Exercise description:
Output the data word for word, dropping every image.

Pointing dataset excerpts:
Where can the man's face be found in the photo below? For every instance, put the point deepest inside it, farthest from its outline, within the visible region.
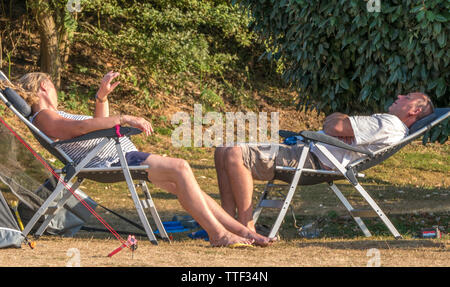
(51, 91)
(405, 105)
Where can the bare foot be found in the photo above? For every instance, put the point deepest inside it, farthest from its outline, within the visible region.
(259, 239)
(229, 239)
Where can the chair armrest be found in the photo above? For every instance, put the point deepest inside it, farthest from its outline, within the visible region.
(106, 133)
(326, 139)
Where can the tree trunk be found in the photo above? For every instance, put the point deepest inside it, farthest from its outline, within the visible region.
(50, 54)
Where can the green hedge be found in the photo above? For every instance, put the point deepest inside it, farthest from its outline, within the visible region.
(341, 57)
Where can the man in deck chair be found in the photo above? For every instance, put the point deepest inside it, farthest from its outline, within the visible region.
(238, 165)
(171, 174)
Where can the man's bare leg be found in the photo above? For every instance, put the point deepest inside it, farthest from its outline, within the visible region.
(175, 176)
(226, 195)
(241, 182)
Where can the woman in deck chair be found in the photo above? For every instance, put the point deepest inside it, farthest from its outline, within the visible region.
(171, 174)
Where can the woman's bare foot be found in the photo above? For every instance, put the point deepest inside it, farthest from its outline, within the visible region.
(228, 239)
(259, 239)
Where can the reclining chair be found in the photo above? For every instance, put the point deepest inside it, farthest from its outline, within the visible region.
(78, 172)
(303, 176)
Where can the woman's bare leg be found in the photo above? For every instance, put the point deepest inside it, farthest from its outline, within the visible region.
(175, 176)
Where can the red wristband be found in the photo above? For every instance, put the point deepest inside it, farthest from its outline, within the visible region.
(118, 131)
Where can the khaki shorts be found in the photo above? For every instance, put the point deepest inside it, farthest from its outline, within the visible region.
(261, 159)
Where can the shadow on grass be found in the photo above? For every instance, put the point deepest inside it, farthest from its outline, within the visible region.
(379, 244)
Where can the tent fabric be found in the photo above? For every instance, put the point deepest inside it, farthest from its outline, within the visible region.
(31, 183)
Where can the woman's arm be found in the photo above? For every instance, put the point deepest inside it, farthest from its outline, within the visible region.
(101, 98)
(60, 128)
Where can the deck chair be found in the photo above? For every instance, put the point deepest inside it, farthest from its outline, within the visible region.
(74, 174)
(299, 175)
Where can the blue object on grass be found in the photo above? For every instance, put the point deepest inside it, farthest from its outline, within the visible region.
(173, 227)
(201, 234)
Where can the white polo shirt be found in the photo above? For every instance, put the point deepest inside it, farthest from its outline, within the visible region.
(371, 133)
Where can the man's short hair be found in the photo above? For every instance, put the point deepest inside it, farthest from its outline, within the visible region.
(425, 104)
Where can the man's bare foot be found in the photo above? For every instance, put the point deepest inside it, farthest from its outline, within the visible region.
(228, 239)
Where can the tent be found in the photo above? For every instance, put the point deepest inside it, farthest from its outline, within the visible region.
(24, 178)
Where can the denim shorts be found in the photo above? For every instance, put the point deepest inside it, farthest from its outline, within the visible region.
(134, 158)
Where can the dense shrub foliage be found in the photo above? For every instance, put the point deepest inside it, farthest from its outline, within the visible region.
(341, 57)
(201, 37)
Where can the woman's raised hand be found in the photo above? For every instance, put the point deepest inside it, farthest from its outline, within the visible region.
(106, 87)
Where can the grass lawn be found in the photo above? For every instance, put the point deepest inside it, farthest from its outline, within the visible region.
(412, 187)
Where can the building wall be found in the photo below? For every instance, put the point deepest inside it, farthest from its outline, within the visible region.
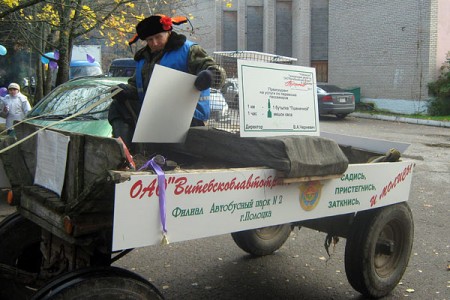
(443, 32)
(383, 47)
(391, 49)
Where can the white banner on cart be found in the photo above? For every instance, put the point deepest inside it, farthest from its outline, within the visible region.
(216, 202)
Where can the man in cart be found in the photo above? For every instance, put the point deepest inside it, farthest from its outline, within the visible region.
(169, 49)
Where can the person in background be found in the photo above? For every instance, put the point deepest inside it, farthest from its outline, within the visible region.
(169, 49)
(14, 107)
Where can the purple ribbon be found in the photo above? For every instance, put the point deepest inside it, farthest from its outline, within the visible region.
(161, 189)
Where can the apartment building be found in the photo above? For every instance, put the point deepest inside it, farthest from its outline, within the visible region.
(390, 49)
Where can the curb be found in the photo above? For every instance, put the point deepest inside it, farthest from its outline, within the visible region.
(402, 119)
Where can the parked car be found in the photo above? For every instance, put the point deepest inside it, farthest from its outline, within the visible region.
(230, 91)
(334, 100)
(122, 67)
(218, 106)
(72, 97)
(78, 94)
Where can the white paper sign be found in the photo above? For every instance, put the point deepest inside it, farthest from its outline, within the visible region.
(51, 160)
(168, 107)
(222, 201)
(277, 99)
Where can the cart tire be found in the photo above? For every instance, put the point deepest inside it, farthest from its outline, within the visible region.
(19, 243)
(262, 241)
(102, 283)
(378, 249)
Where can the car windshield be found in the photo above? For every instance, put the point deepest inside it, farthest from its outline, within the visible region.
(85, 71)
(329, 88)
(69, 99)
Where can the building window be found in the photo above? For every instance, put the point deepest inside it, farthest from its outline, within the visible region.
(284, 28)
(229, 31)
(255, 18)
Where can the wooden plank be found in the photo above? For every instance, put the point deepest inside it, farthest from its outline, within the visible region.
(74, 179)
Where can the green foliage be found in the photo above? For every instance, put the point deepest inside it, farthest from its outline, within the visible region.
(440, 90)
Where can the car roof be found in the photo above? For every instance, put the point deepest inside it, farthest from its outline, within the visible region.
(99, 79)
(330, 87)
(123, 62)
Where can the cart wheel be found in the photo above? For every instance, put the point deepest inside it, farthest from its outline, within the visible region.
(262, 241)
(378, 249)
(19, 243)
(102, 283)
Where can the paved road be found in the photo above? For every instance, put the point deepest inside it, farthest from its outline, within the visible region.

Expected answer:
Where can the man's face be found in the photo below? For every instance, put the point deepest inside it, farthest from its outline, within the visible region.
(51, 91)
(405, 105)
Where can the bare foot be found in the photo above? For every instance, put the point deepest inside it, farthest from its outline, within the visible region.
(259, 239)
(229, 239)
Where can the chair armrest be found in the photo above? For every instance, put the point deepest inside it, farthest from its outline, within the visible region.
(106, 133)
(326, 139)
Where can the tree trunk be found in the photo above? For every instance, put the point deepest inside it, farthest from its outline, within the visible region.
(50, 54)
Where can the green hedge be found in the photo above? For every instance, put the point deepest inside it, farthest from its outline, within the visible region.
(341, 57)
Where can the man in deck chair be found in the photo above? For every instance, put the point deepest inside it, farthest from its outline, within the visible region.
(238, 165)
(171, 174)
Where can the man's bare leg be found in the photo above? For every instance, put the point deepest inside it, farthest from its outline, within the visible region.
(175, 176)
(226, 195)
(241, 182)
Where can the woman in deck chair be found in the photo above? For every instance, put the point deepest inside it, farthest from its outline, within the visible region.
(171, 174)
Where can the woman's bare foot be found in the photo above? For every instance, put the point deepest inside it, farthest from its outline, within the visible region.
(228, 239)
(259, 239)
Where can the reclining chair be found in the photo above? For every instance, put the point deepest inside it, farthest from its outline, within the visible region.
(78, 172)
(303, 176)
Where can the woman's bare leg be found in the photo above? For every instance, put the point deepest inside it, farthest from its outline, within the visible region.
(175, 176)
Where can the red wristband be found in the photo above? For every instance, put the point deepest inside it, farthest from its outline, within the visible region.
(118, 131)
Where can the khaki shorts be found in the photo above? For every instance, put the point deepest inside it, farthest from its outline, within the visible region.
(261, 159)
Where can the shadow on grass be found in the photo above? For every instance, put the point deepest inside it, farthest from its outline, within the visible region.
(379, 244)
Where can the tent fabric be found in the photo above? For every instance, put the point deepest inside it, farthest from its outline, within the visible region.
(31, 183)
Where can the woman's arm be found in the photo above? For every instance, put the point deepest inside it, farthest from its outline, within the visible region.
(101, 98)
(60, 128)
Where can the deck chair be found in the photo above? For every instance, put the point deepest inside it, farthest from its outline, within the visible region.
(74, 174)
(299, 175)
Where can the blue object on grass be found in the photo above? For every instance, put the point deepest inside it, farthest from its outline, within the visible region.
(173, 227)
(201, 234)
Where can the white polo shirt be found in the photo above? For every instance, put the point deepest inside it, farthest from its outline, within the visible region.
(371, 133)
Where can the man's short hair be found in the photo above? For every instance, put the point deepest inside it, farthest from its outline, within the visible region.
(425, 104)
Where can the man's bare foot be found in the photo above? For every instance, put the point deepest inside it, farthest from its outline, within the visible region.
(228, 239)
Where can the tent be found in the photo above? For every instance, put the point deepest inside it, farthest from its outline, within the visible region.
(24, 178)
Where can the denim shorts be found in the photo above? For every instance, put the point deepest inside it, farthest from its outline, within the visible region.
(134, 158)
Where can the dense shrub foliage be found in the photo above? For every instance, put the point deepest inside it, farthest from its outline, within the visible region.
(341, 57)
(201, 37)
Where can the woman's raised hand be found in the photo above? For every instance, put the point deepest inside it, farthest from its outline, within the visible region.
(106, 87)
Where can the grass lawn be found in the photo above? For every instance, put the point deepest inside it, farthest from its outline, within the visible region.
(412, 187)
Where can the building wall be found in the photo below? For every instance, put the point deepest inside it, farthest from its outline, within the visible region.
(443, 32)
(383, 47)
(391, 49)
Where can the white banner on cart be found in the photo above? For every instance, put the point deepest inside it, farthest from its outline, within the visible region.
(216, 202)
Where can the man in cart be found in the photo above? For every instance, put the point deepest inside it, farthest from its outline, within the visible region.
(169, 49)
Where can the person in background be found in the photo above? For every instance, put the point deepest inside it, farthest from its outline, within the visible region.
(169, 49)
(14, 107)
Where can the purple ribbon be found in the photo above? For every instance, put the point deepest inside it, farthest from its outline, within the visible region.
(161, 189)
Where can the apartment building be found in the photo above? For every instance, put the point deepest inside it, farthest from its outline, within the visible region.
(390, 49)
Where can the curb be found in the photo above? For every instance, put the point deepest inside it, farthest from its outline, within the visible region.
(402, 119)
Where can the parked car be found in the photo above? For every instance, put the point deepest inside it, farthest from its outline, within the visible region.
(230, 91)
(334, 100)
(122, 67)
(218, 106)
(72, 97)
(78, 94)
Where can the white paper sign be found in the photo above? For every instance, put the point deepest inside it, farthest from its outline, within the visible region.
(51, 160)
(168, 107)
(222, 201)
(277, 99)
Where can the cart tire be found in the photo above? For every instance, put the point deepest inside it, farthest from its outline, within the visible region.
(19, 243)
(262, 241)
(102, 283)
(378, 249)
Where can the car windshield be found in the photo above? For every instance, put the point deepest inside it, farthest from its outline, within the visible region.
(85, 71)
(329, 88)
(69, 99)
Where can the building window be found in the photo above? For every instance, put the point deepest inside it, farthest from its outline, within the visible region.
(284, 28)
(229, 31)
(255, 18)
Where can the wooden plank be found in the photo above? For every instance, put the point deepest inside it, farthest from its outline, within the visible region.
(74, 179)
Where can the green foliage be found in the photo above? For every instance, put the point deepest inside it, farthest from its outline, within the visible region.
(440, 90)
Where can the car roof be found in the photo above? For every instance, put the point deepest inside it, farthest from its outline, within the visible region.
(99, 79)
(330, 87)
(123, 62)
Where can the cart wheel be found in the photo above? For every instance, put the point deepest inside it, farthest from its outline, within the visible region.
(262, 241)
(378, 249)
(19, 243)
(102, 283)
Where can the paved road be found in the photo above? For every instance, put the point deepest inside it, farthest from its outline, within the visible region.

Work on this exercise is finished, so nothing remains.